**原文抜粋:**
初日は活発なセールスが見られなかったが、多くのギャラリーは国内外のコレクターから多くの問い合わせを受けたという。保守的なグループ展を行うギャラリーが多くあるなか、パリのFitzpatrick Galleryは、あえて一点のみの作品を展示。2019年の第58回ヴェネチア・ビエンナーレにも出展したウルグアイ出身のアーティスト、ジル・マレディの大作絵画《雪の中で戦う猿》(2023)だ。ギャラリーオーナーのロバート・オクダ・フィッツパトリックによれば、6000万円の値がつくこの作品にはすでに美術館や個人コレクターから問い合わせが寄せられているという。
ニューヨークのJack Shainman Galleryも、ナイジェリア系アメリカ人のトイン・オジー・オドゥトラの作品を個展形式で紹介。作品の価格帯は14万5000ドル〜32万5000ドル。ギャラリーのシニア・ディレクターであるジョオンナ・ベロラド=サミュエルズは、「彼女の作品に対する需要が高いので、現時点ではリザーブをとっているだけ。すべての作品の収蔵先をきちんと確認したいからだ」と語っている。

データセットから抽出した記録
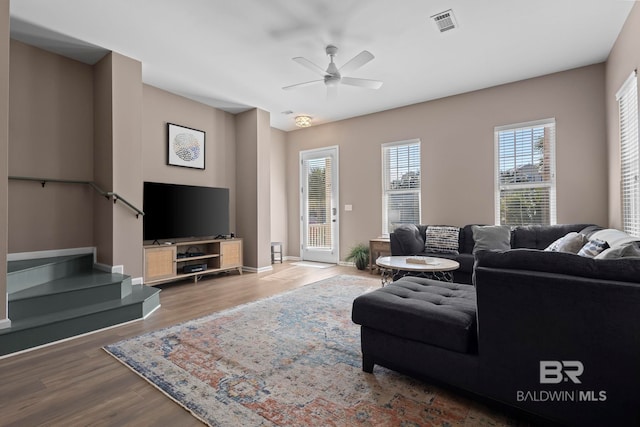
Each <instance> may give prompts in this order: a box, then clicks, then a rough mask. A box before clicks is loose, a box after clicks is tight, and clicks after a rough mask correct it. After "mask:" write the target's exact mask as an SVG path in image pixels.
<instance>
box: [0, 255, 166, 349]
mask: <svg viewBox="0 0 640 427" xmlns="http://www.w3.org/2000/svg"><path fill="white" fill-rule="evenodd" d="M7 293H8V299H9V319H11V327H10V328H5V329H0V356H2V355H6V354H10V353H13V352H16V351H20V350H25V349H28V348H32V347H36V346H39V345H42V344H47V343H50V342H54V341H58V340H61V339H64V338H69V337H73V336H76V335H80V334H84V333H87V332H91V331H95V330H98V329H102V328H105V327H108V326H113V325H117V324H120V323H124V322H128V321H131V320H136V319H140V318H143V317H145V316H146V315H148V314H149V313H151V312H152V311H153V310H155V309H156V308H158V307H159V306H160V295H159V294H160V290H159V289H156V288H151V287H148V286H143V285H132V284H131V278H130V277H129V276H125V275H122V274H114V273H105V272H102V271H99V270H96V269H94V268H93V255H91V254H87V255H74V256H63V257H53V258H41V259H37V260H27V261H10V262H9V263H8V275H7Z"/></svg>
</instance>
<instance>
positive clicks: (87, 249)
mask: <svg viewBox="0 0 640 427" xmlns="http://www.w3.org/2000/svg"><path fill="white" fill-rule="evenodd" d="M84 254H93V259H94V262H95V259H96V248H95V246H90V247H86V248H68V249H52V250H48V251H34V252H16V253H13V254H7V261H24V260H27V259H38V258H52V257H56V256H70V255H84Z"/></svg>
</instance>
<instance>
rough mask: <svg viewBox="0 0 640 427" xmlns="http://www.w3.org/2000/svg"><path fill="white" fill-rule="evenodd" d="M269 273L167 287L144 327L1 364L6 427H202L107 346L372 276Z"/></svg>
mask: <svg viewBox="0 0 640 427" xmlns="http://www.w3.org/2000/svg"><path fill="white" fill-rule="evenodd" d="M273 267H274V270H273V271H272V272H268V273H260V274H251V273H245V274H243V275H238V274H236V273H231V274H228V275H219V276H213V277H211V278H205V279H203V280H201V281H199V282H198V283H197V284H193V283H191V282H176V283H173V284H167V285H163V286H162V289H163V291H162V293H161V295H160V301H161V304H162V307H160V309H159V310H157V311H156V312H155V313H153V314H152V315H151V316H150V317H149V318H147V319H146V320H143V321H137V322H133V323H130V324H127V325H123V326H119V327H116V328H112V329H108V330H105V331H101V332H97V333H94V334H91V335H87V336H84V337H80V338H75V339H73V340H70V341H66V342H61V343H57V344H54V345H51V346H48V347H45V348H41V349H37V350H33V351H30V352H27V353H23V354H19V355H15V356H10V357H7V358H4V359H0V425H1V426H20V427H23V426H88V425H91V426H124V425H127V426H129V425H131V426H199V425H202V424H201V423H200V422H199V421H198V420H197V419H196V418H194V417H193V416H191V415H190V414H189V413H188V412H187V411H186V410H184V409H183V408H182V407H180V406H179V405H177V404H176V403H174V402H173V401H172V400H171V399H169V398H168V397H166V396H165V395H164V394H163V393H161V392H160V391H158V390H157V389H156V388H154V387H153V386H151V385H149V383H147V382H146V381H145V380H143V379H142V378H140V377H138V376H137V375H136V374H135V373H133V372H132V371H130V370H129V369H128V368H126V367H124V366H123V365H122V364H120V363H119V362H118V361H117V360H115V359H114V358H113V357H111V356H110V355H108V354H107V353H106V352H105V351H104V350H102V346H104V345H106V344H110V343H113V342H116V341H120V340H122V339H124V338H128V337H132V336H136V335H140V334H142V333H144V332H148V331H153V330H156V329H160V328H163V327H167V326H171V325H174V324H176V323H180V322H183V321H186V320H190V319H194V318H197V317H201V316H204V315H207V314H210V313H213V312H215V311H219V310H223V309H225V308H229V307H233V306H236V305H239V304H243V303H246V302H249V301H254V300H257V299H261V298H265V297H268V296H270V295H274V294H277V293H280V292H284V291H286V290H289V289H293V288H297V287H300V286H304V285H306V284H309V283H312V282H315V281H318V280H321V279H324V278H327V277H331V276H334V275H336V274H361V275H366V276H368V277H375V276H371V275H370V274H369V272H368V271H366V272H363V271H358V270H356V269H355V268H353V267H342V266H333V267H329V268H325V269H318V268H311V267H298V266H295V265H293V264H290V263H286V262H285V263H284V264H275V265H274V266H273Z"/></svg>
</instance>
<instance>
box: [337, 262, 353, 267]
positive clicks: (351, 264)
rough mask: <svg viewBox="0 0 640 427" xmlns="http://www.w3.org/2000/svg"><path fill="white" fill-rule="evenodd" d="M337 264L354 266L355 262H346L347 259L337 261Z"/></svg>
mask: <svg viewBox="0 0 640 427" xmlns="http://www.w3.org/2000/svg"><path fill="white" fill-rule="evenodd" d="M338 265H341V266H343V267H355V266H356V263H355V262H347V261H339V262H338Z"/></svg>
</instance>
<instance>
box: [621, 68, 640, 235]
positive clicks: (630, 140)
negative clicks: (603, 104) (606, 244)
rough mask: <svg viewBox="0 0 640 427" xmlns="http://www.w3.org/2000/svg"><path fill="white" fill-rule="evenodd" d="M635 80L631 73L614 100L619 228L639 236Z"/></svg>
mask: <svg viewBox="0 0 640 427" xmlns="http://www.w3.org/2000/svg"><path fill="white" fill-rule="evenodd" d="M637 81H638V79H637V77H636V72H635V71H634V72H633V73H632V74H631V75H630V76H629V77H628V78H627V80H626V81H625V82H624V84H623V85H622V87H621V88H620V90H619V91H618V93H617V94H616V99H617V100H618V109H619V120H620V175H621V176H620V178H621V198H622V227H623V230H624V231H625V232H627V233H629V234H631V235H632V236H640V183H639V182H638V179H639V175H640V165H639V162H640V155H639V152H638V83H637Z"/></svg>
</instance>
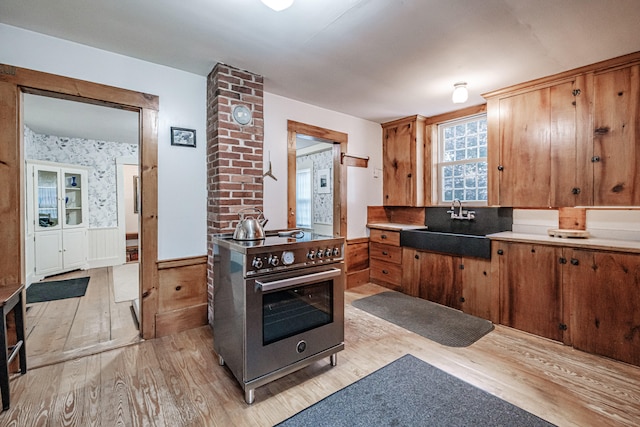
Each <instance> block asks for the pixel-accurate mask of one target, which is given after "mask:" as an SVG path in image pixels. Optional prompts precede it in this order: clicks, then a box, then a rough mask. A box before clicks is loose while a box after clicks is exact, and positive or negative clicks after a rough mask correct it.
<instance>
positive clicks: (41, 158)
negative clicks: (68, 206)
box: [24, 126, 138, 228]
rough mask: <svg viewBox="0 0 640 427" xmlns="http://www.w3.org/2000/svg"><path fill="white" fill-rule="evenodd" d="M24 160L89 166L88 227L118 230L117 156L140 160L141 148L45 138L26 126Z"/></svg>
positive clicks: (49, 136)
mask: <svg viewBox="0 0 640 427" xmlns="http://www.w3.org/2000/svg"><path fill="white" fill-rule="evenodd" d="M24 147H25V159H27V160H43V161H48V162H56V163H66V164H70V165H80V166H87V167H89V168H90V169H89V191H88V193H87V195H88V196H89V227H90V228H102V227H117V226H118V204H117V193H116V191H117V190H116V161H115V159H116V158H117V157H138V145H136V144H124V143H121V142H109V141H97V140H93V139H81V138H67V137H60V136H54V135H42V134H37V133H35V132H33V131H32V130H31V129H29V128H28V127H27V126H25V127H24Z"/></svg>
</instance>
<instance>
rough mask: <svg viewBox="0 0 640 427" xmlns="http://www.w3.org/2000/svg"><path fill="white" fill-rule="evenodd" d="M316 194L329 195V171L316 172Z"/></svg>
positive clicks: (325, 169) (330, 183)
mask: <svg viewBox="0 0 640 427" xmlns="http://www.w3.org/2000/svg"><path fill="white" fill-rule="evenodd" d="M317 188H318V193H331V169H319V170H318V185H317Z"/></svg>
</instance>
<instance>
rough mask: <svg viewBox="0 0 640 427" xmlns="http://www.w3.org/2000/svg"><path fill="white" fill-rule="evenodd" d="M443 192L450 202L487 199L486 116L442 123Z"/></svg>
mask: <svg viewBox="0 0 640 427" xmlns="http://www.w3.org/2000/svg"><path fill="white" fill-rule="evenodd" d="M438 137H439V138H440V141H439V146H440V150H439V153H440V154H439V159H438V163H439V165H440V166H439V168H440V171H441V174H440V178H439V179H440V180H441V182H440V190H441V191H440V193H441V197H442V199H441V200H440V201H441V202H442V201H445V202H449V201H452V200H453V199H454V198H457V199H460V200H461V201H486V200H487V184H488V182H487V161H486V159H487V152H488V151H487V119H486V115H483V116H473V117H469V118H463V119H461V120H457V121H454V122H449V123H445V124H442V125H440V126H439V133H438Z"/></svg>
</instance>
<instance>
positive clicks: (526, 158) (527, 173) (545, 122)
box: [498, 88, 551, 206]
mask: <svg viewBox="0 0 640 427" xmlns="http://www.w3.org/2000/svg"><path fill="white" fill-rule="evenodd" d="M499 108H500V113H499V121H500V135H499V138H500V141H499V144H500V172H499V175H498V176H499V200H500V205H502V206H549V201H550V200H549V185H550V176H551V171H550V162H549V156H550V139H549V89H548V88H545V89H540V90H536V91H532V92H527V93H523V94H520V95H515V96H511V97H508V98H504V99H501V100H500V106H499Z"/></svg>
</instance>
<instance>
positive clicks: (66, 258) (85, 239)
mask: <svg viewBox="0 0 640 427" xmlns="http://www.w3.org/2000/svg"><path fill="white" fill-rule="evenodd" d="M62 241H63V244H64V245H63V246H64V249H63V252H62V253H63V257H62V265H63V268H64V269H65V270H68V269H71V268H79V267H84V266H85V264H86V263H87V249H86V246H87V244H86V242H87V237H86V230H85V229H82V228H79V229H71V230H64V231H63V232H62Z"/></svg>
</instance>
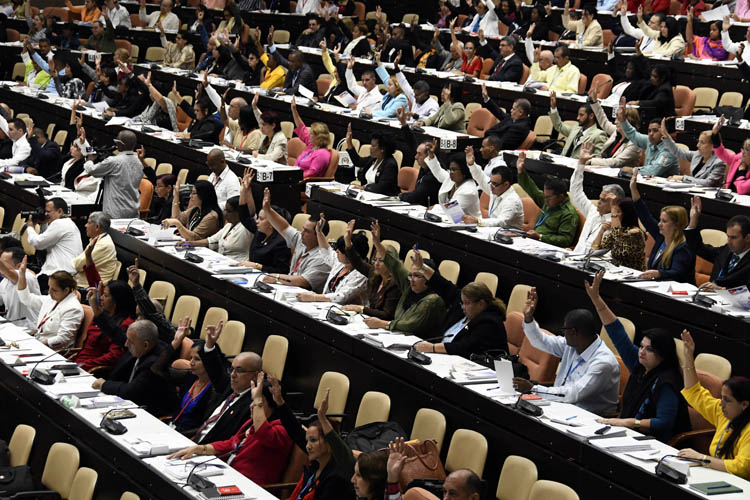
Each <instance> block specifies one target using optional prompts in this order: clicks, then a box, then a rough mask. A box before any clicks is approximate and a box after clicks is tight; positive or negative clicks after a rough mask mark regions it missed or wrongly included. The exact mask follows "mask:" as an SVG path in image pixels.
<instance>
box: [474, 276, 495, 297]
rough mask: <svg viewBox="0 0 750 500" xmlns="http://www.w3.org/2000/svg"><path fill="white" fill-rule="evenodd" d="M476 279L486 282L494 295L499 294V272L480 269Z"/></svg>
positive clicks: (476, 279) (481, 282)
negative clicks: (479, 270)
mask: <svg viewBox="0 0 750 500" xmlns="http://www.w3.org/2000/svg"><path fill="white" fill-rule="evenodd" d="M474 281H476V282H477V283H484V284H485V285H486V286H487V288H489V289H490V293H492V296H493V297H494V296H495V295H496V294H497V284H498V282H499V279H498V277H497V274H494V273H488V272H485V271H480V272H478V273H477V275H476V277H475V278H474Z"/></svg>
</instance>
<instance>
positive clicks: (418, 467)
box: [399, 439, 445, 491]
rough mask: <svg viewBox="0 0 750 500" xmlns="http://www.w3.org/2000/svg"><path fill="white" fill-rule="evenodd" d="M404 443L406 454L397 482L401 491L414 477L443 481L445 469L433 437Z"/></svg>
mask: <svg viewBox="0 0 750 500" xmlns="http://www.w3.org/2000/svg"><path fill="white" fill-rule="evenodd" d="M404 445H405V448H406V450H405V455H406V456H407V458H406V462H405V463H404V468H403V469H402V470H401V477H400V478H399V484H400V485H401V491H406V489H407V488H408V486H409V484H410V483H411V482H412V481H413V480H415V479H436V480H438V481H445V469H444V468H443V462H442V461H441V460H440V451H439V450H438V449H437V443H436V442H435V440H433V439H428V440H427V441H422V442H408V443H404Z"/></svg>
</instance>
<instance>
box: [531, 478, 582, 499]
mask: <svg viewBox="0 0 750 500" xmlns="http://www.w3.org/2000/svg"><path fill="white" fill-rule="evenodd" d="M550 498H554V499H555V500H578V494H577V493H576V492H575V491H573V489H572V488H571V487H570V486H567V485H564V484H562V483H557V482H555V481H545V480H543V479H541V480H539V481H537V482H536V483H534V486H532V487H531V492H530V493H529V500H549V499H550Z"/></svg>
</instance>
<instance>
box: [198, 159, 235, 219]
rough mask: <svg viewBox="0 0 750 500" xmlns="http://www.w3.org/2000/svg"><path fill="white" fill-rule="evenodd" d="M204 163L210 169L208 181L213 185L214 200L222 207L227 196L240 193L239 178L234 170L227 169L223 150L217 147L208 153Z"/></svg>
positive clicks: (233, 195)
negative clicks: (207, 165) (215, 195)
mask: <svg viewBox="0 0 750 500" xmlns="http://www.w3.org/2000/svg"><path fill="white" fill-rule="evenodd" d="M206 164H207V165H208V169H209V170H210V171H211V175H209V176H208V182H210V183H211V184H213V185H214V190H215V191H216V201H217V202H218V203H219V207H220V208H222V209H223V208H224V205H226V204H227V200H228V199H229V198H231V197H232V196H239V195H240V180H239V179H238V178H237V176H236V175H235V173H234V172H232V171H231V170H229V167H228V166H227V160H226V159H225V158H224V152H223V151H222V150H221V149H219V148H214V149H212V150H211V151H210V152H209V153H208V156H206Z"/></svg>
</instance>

**作業内容 1:** アートフェアの記事から、「初日は活発なセールスが見られ」で始まり「わせが寄せられているという。」で終わる部分を一字一句変えずに書き写してください。
**作業内容 2:**
アートフェアの記事をもとに、次の問いに答えてください。
(a) ジル・マレディの出身国はどこか。
(b) Fitzpatrick Galleryが展示した作品にはいくらの値がついているか。
(c) Jack Shainman Galleryが紹介した作品の価格帯はいくらか。
**作業内容 3:** アートフェアの記事の最後の文に続けて、その先を書き進めてください。

**解答欄 1:**
初日は活発なセールスが見られなかったが、多くのギャラリーは国内外のコレクターから多くの問い合わせを受けたという。保守的なグループ展を行うギャラリーが多くあるなか、パリのFitzpatrick Galleryは、あえて一点のみの作品を展示。2019年の第58回ヴェネチア・ビエンナーレにも出展したウルグアイ出身のアーティスト、ジル・マレディの大作絵画《雪の中で戦う猿》(2023)だ。ギャラリーオーナーのロバート・オクダ・フィッツパトリックによれば、6000万円の値がつくこの作品にはすでに美術館や個人コレクターから問い合わせが寄せられているという。

**解答欄 2:**
(a) ウルグアイ
(b) 6000万円
(c) 14万5000ドル〜32万5000ドル

**解答欄 3:**
開幕前はフェアの成功を疑問視する声も多かったが、初日の雰囲気はポジティブだった。ギャラリー関係者からは「予想以上に多くの海外コレクターに出会えた」という声も聞こえた。フェアのセレクションコミッティのひとりでBlum & Poeの共同創設者であるティム・ブラムは、今後のフェア成功の鍵になるのはより多くの「シリアスなギャラリー」に出展してもらうことだとしている。
レンフリューも「ここ(東京)には大きな可能性があると思う」と楽観的な見方を示しつつ、次のような期待を寄せている。「この1週間が終わるころには、確かな売り上げがあり、本当に良いコネクションができ、日本にいることを楽しんでもらえたら」。